THE REQUEST — Reproduce every line of the material below verbatim, omitting the picture.

Dataset rows —
---

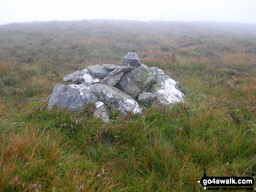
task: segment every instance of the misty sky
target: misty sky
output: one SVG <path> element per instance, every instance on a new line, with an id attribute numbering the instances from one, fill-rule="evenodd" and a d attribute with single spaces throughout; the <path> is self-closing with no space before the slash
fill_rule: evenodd
<path id="1" fill-rule="evenodd" d="M 256 24 L 256 0 L 0 0 L 0 24 L 95 19 Z"/>

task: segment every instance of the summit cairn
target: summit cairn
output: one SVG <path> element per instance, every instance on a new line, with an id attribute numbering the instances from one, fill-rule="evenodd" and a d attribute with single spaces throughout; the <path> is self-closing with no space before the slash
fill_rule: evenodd
<path id="1" fill-rule="evenodd" d="M 140 104 L 156 102 L 159 105 L 171 105 L 184 102 L 184 94 L 176 88 L 175 81 L 159 68 L 149 68 L 142 64 L 136 53 L 130 52 L 123 66 L 103 64 L 66 75 L 65 82 L 76 84 L 56 85 L 49 100 L 48 109 L 56 105 L 72 111 L 94 103 L 94 116 L 105 122 L 110 121 L 108 109 L 126 115 L 140 113 Z M 101 111 L 100 110 L 102 110 Z"/>

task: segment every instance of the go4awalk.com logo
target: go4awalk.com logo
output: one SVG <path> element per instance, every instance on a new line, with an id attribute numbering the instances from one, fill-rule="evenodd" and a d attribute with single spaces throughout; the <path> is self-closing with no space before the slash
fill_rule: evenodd
<path id="1" fill-rule="evenodd" d="M 252 177 L 208 177 L 206 169 L 204 168 L 204 176 L 197 182 L 205 190 L 253 190 L 254 179 Z M 254 176 L 254 174 L 252 174 Z"/>

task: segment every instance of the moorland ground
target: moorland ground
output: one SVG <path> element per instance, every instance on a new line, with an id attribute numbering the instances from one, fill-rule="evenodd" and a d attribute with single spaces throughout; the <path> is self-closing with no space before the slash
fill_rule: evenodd
<path id="1" fill-rule="evenodd" d="M 0 26 L 0 191 L 204 191 L 203 175 L 256 174 L 256 24 L 90 20 Z M 48 101 L 57 84 L 129 52 L 185 102 L 141 115 Z M 65 83 L 68 84 L 67 83 Z"/>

---

COMPLETE OUTPUT —
task: segment every instance of the misty sky
target: misty sky
output: one SVG <path> element per instance, every instance on a new line, with an id attribute numbering the instances from one, fill-rule="evenodd" and a d attribute with single spaces throughout; the <path> is self-closing with no space before the slash
fill_rule: evenodd
<path id="1" fill-rule="evenodd" d="M 256 24 L 256 0 L 0 0 L 0 24 L 95 19 Z"/>

task: segment every instance of the summit cairn
target: summit cairn
output: one SVG <path> element per instance, every instance on a new line, with an id attribute numbering the instances from one, fill-rule="evenodd" and a d attribute with single spaces throughout; the <path> is self-closing with no space before the slash
fill_rule: evenodd
<path id="1" fill-rule="evenodd" d="M 140 104 L 156 102 L 159 105 L 171 105 L 184 102 L 184 94 L 176 88 L 175 81 L 159 68 L 149 68 L 142 64 L 136 53 L 130 52 L 123 66 L 103 64 L 66 75 L 65 82 L 76 84 L 56 85 L 49 100 L 48 109 L 56 105 L 72 111 L 94 103 L 94 116 L 105 122 L 110 121 L 108 109 L 126 115 L 140 113 Z M 101 111 L 100 110 L 102 110 Z"/>

task: segment every instance of the go4awalk.com logo
target: go4awalk.com logo
output: one SVG <path> element per instance, every instance on a new line, with an id attribute numbering the instances from one, fill-rule="evenodd" and a d attribute with single spaces throughout; the <path> is self-closing with no space before the slash
fill_rule: evenodd
<path id="1" fill-rule="evenodd" d="M 252 177 L 208 177 L 206 169 L 204 168 L 204 176 L 197 182 L 205 190 L 253 190 L 254 179 Z M 254 176 L 254 174 L 252 174 Z"/>

task: segment every instance of the moorland ground
target: moorland ground
output: one SVG <path> element per instance, every instance on a new line, with an id attribute numbering the instances from one, fill-rule="evenodd" and a d attribute with single spaces throughout; the <path> is self-closing with no space before the slash
fill_rule: evenodd
<path id="1" fill-rule="evenodd" d="M 0 26 L 0 191 L 204 191 L 203 175 L 256 174 L 256 24 L 90 20 Z M 48 101 L 57 84 L 129 52 L 185 102 L 141 115 Z M 65 83 L 68 84 L 67 83 Z"/>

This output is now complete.